## Job
Print, word for word, the part of the Thomas Inskip biography starting with "Thomas Inskip, 1st" and going on through "1936 until 1939.".

## Passage to read
* start *

Thomas Inskip, 1st Viscount Caldecote
Thomas Walker Hobart Inskip, 1st Viscount Caldecote, Kt, CBE, PC, KC (5 March 1876 – 11 October 1947) was a British politician who served in many legal posts, culminating in serving as Lord Chancellor from 1939 until 1940. Despite legal posts dominating his career for all but four years, he is most prominently remembered for serving as Minister for Coordination of Defence from 1936 until 1939.
Background and education
Inskip was the son of James Inskip, a solicitor, by his second wife Constance Sophia Louisa, daughter of John Hampden. The Right Reverend James Inskip was his elder half-brother and Sir John Hampden Inskip, Lord Mayor of Bristol, his younger brother.[1] He attended Clifton College from 1886 to 1894[2] and King's College, Cambridge, from 1894 to 1897.[3] He joined Clifton RFC in 1895–96. In 1899 he was called to the Bar by the Inner Temple.[1]
Political and legal career
Inskip became a King's Counsel in 1914.[4] He served in the Intelligence Division from 1915 and from 1918 to 1919 worked at the Admiralty as head of the Naval Law branch.[5] From 1920–22, he served as Chancellor of the Diocese of Truro.[5] In 1918 he entered Parliament as Member of Parliament (MP) for Bristol Central.[1][6] He was first appointed Solicitor General in 1922 and would hold this post for the next six years, with one short interruption for the Labour government of 1924.[1] In 1922 he was knighted.[7]
A staunch Protestant, he first came to high attention when in 1927 he joined with the Home Secretary Sir William Joynson-Hicks in attacking the proposed new version of the Book of Common Prayer. The law required Parliament to approve such revisions, normally regarded as a formality, but when the Prayer Book came before the House of Commons Inskip argued strongly against its adoption, for he felt it strayed far from the Protestant principles of the Church of England. The debate on the Prayer Book is regarded as one of the most eloquent ever seen in the Commons, and resulted in the rejection of the Prayer Book. A revised version was submitted in 1928 but rejected again. However, the Church Assembly then declared an emergency, and used this as a pretext to use the new Prayer Book for many decades afterwards.

* end *

(Extracted records)
* start *

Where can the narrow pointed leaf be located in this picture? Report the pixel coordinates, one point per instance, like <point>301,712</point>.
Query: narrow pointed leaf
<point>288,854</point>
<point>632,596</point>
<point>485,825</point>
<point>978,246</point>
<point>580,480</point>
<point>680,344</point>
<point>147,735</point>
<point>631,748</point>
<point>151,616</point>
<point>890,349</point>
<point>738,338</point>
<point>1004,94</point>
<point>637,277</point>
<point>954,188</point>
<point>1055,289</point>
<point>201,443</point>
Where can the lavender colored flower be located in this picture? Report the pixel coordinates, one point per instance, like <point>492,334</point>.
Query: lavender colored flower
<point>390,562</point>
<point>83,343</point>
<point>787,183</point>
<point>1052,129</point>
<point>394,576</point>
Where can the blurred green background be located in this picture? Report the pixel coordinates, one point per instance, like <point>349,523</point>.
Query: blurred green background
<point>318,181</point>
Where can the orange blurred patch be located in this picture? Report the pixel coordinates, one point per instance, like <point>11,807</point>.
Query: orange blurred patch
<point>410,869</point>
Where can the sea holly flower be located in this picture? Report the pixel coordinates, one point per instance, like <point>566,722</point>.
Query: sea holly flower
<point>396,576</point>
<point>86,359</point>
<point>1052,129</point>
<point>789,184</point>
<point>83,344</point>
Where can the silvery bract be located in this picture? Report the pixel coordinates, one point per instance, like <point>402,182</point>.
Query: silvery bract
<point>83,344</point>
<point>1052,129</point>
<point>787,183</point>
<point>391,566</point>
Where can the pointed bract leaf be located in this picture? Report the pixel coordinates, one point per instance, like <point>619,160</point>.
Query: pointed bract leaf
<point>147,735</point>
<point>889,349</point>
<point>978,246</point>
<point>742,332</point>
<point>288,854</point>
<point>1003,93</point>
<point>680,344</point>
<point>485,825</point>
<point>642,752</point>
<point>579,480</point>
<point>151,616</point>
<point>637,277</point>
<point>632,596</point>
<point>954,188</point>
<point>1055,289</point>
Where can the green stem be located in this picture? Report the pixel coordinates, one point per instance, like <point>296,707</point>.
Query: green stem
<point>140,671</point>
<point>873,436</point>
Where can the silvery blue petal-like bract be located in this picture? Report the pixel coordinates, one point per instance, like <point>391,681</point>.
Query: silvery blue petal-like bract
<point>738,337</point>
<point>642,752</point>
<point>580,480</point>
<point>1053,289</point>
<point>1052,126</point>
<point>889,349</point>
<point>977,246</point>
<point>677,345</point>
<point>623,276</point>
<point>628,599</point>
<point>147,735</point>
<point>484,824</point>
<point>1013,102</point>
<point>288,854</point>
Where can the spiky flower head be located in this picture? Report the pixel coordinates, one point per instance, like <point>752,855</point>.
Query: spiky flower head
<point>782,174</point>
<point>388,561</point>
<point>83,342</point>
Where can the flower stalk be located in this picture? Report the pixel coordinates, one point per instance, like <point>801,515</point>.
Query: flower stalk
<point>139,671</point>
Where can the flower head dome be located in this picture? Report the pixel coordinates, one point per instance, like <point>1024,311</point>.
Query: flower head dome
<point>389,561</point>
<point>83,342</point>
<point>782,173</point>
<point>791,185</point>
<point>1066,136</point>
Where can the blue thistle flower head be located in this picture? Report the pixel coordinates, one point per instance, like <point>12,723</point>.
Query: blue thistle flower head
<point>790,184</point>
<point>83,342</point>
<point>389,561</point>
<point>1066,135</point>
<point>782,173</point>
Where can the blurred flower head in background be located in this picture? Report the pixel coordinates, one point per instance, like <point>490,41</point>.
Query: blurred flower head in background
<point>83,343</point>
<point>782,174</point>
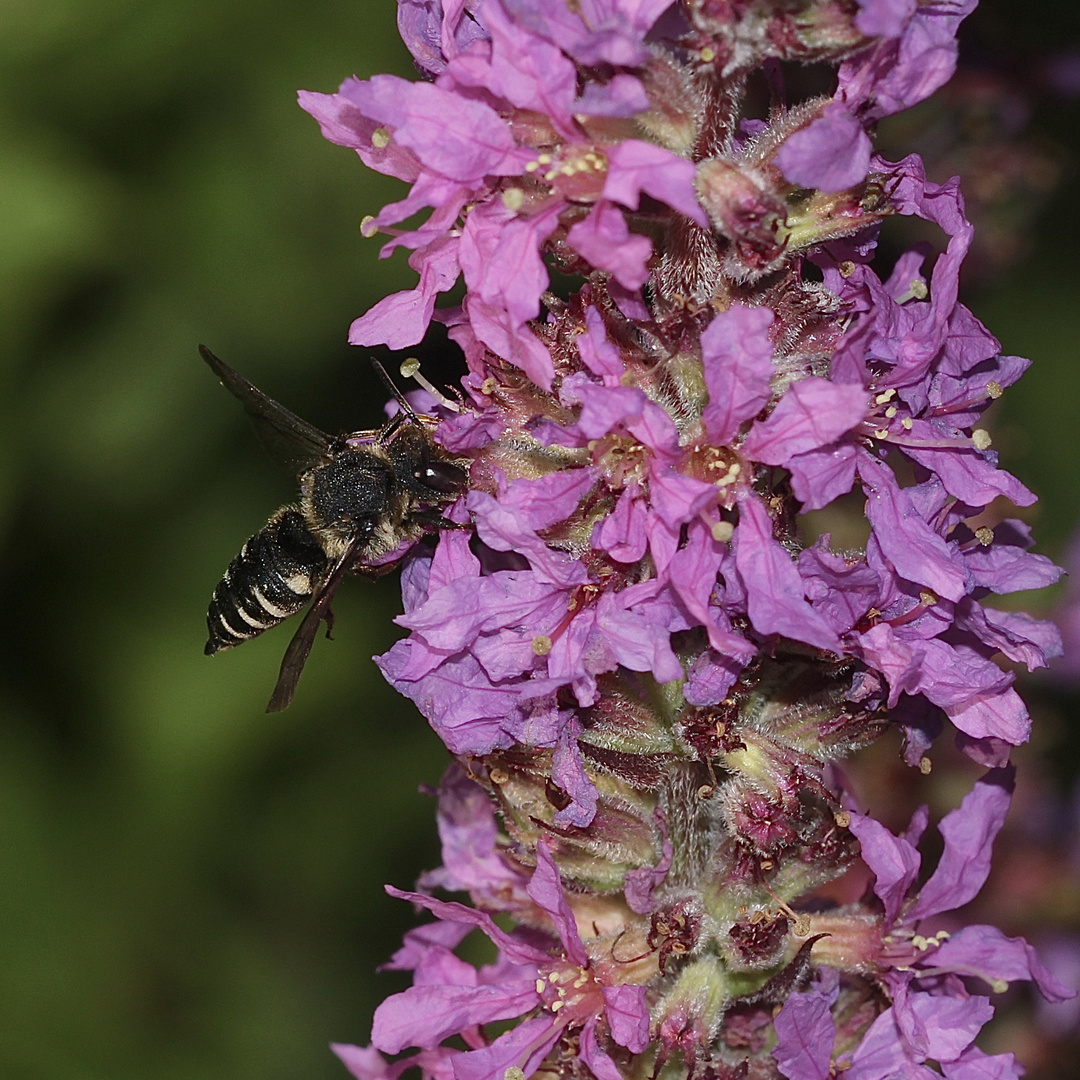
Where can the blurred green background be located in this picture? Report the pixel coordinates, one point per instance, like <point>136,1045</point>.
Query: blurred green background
<point>189,888</point>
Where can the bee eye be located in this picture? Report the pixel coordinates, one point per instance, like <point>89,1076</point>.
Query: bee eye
<point>442,476</point>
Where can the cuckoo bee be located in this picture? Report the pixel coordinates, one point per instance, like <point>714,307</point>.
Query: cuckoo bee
<point>364,497</point>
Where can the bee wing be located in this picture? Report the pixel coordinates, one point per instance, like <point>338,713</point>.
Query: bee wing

* end *

## Exercise result
Thomas Inskip, 1st Viscount Caldecote
Thomas Walker Hobart Inskip, 1st Viscount Caldecote, Kt, CBE, PC, KC (5 March 1876 – 11 October 1947) was a British politician who served in many legal posts, culminating in serving as Lord Chancellor from 1939 until 1940. Despite legal posts dominating his career for all but four years, he is most prominently remembered for serving as Minister for Coordination of Defence from 1936 until 1939.